All right. Thank you. So we've got a couple of tariffs that are up for approval at the commission that we are going to hear about on November 20. Regardless of that, we've had folks that have been pinging us all year on availability of getting onto our system, when can they get on to our system and so on. So we are no different at Florida Power & Light than many of the utilities that you guys follow around the nation. These hyperscalers and these data center operators are looking to figure out where they can plug in and how quickly they can plug in. I think what John and Mike Dunne have mentioned before is that this is a potential opportunity at FPL later this decade. And I think for now, that's right. That could certainly change. But we are spending a lot of time doing engineering studies for everyone that you could imagine. And we hope that the environment here in Florida is one that the hyperscalers and data center operators will come to embrace. I mean, why not? We've got a great system at a low cost. So we feel really good about it.

Operator

The next question comes from the line of David Arcaro with Morgan Stanley.

Speaker 11

I was wondering if you could talk about how renewables are interacting with data centers, especially over the next couple of years for projects that you've been working on. I was curious if there's any percentage of power needs that you find are typically covered by renewables when you're powering data centers? Are you seeing any colocation opportunities? And how does battery storage get involved? So curious if you could give kind of a sense of the typical relationship or design that you're seeing there.

(Pointing dataset excerpts)

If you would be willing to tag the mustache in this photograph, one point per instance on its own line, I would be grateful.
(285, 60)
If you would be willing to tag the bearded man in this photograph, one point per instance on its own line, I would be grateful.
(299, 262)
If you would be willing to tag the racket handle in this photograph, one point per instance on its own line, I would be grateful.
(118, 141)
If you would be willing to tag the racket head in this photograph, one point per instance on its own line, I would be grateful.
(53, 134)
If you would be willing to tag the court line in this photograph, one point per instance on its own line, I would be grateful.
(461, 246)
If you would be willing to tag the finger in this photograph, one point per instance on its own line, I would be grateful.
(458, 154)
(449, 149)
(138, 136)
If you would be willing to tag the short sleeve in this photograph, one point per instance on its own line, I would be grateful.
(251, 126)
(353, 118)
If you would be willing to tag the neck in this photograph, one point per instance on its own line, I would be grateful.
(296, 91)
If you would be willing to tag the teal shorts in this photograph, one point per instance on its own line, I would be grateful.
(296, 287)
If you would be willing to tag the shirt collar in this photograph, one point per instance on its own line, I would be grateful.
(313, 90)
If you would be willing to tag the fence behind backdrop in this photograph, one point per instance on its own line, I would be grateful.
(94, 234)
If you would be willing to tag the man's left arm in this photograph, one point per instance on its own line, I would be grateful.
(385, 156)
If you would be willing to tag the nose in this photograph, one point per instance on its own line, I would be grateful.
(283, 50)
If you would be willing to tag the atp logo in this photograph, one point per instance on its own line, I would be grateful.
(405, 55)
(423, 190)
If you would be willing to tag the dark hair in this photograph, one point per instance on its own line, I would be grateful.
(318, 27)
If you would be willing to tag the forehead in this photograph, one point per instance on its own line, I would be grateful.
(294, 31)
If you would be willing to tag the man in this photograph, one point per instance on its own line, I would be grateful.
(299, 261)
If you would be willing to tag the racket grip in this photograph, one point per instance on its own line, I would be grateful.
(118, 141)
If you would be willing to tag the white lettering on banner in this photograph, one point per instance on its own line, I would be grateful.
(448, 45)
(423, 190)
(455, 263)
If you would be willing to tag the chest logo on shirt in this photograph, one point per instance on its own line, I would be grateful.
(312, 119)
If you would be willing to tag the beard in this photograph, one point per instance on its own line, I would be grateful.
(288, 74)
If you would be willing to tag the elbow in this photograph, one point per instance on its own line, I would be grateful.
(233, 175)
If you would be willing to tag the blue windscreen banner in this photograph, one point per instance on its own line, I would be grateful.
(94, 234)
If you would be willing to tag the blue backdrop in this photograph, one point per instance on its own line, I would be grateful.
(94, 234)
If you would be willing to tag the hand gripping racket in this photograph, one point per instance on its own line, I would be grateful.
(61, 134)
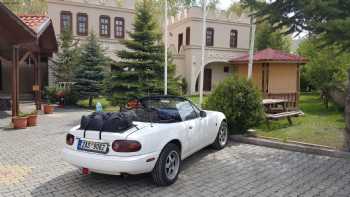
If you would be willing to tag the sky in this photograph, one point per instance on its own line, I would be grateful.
(224, 4)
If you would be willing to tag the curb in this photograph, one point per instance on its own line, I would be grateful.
(297, 147)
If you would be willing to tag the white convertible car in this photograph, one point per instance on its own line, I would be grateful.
(155, 138)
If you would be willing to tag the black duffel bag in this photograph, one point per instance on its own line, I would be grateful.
(108, 122)
(93, 121)
(118, 122)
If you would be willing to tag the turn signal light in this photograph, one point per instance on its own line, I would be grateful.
(70, 139)
(126, 146)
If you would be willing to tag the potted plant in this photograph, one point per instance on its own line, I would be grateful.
(32, 119)
(49, 108)
(20, 122)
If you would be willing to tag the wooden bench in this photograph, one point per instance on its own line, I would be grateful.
(287, 114)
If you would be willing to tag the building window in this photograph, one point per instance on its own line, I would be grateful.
(226, 69)
(210, 37)
(105, 26)
(233, 38)
(82, 24)
(66, 21)
(188, 36)
(119, 27)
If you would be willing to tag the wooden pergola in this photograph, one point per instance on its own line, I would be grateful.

▸ **GIVEN INSTRUCTION A**:
Pull from the call transcript the passage starting with "The next question" and going on through "you're seeing there.", copied word for word.
▸ **GIVEN INSTRUCTION B**:
According to the call transcript, on what date will the commission hear about the tariffs up for approval?

▸ **COMPLETE ANSWER A**:
The next question comes from the line of David Arcaro with Morgan Stanley.

Speaker 11

I was wondering if you could talk about how renewables are interacting with data centers, especially over the next couple of years for projects that you've been working on. I was curious if there's any percentage of power needs that you find are typically covered by renewables when you're powering data centers? Are you seeing any colocation opportunities? And how does battery storage get involved? So curious if you could give kind of a sense of the typical relationship or design that you're seeing there.

▸ **COMPLETE ANSWER B**:
November 20